Work to do: Rewrite all of the records below as one numbered list, with no blank lines and no pictures.

Supplied entries:
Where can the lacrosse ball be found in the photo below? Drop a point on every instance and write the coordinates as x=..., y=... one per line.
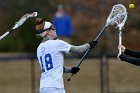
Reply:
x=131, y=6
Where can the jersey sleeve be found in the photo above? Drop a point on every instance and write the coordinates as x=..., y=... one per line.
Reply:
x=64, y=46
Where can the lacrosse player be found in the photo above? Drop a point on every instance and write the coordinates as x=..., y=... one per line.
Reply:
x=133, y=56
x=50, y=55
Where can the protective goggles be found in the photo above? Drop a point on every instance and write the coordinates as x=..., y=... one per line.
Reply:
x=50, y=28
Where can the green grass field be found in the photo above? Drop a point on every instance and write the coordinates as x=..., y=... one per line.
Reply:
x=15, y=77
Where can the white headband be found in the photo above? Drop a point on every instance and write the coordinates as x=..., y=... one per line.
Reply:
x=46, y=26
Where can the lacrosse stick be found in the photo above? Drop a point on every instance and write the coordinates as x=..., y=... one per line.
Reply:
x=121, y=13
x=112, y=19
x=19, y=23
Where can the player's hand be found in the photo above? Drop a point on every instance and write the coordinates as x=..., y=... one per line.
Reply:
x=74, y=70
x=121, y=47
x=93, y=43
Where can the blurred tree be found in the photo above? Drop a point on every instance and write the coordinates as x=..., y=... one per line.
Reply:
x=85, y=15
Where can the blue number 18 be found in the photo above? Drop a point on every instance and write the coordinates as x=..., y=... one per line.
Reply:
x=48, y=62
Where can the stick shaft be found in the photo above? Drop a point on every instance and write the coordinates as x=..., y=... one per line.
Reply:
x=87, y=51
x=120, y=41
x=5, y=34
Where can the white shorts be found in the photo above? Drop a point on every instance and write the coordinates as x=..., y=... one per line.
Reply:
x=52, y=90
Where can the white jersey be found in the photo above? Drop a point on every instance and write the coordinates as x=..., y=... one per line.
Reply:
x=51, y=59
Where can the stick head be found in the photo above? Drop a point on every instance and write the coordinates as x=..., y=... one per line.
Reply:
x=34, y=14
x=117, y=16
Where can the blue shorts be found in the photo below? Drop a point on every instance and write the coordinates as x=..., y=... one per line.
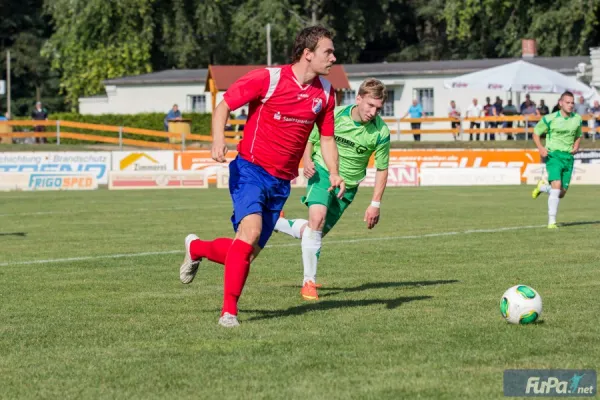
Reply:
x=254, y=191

Full response:
1. Where can the lacrosse ball be found in the photo below? Drop a point on every instance and write the coordinates as x=..., y=... one per line.
2. Reply:
3. x=131, y=6
4. Where can the jersey sleeve be found in the photo above? Drop a point on every instance and write the coordinates as x=..., y=... one per line.
5. Reply:
6. x=64, y=46
7. Where can the lacrosse player be found in the photo above? Drop a point on every instance and write the coordinates as x=..., y=... one per line.
8. Reply:
9. x=133, y=56
10. x=50, y=55
11. Where can the protective goggles be found in the photo above? Drop a point on every instance and write the coordinates as x=..., y=... one per line.
12. Reply:
13. x=50, y=28
14. Where can the green grass field be found in the photo above? Drop a point on every instance and write the coordinates as x=..., y=... one per line.
15. Reply:
16. x=15, y=77
17. Where can the white headband be found in the photo above? Drop a point on every instance and write the coordinates as x=..., y=... one per line.
18. Reply:
19. x=46, y=26
20. Where can the lacrosse stick be found in the photo above? Drop a point on every instance and write the coordinates as x=..., y=... one per line.
21. Reply:
22. x=121, y=13
23. x=112, y=19
24. x=19, y=23
25. Where can the player's hand be found in the photo above? Drop a point on every instance and write the coordinates as x=..., y=... one per line.
26. Reply:
27. x=74, y=70
28. x=121, y=47
29. x=93, y=43
30. Where can the blurred tree be found in the photo above? Drop a point on every instance and write the coordinates as x=..., y=... one per line.
31. Reply:
32. x=85, y=15
33. Where can the blue number 18 be found in the photo above? Drop a point on every instance and write the coordinates as x=..., y=... one per line.
34. Reply:
35. x=48, y=62
36. Where can the stick shaft be found in the photo above? Drop a point on every instance and write the coordinates as x=..., y=... one per line.
37. Reply:
38. x=87, y=51
39. x=120, y=41
40. x=5, y=34
41. Where can the white shorts be found in the photo above? Drop a point on every instance and write the coordinates as x=..., y=... one per line.
42. Reply:
43. x=52, y=90
44. Where can the white jersey be found in the photo above? Drop a point on every instance and write the coordinates as x=..., y=... one per line.
45. Reply:
46. x=51, y=59
47. Where can the stick head be found in the photo above? Drop a point on every instance and write the coordinates as x=..., y=... one per line.
48. Reply:
49. x=34, y=14
50. x=117, y=16
51. Where can the blue shorts be found in the photo below? Drop a point on every instance and write the coordinates as x=..., y=... one per line.
52. Reply:
53. x=254, y=191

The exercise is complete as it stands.